Dataset entries
-- -- --

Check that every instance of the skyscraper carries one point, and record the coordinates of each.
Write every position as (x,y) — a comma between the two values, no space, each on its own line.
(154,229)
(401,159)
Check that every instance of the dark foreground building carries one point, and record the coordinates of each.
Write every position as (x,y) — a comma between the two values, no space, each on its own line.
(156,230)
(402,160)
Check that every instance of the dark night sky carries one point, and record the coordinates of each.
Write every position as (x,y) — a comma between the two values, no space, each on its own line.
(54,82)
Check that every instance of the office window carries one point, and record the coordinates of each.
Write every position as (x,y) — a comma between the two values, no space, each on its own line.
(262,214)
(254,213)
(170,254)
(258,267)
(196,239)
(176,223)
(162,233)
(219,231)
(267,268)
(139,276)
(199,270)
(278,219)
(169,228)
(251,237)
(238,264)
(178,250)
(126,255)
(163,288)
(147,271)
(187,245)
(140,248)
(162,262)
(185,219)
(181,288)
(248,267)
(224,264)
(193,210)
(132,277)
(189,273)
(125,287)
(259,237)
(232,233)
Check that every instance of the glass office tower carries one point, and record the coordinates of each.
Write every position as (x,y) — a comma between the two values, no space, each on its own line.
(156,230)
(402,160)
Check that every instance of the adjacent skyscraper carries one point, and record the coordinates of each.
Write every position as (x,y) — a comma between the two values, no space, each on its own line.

-- -- --

### YOUR ASSIGNMENT
Each line, beginning at the one that contains "Check that every instance of the adjacent" and continuing through the end of the records, must be written out exactly, first and last included.

### SOLUTION BELOW
Check that every instance of the adjacent skyscraper carries one point, and record the coordinates of each.
Write every position as (x,y) — a comma between the two values, no space, each on its own line.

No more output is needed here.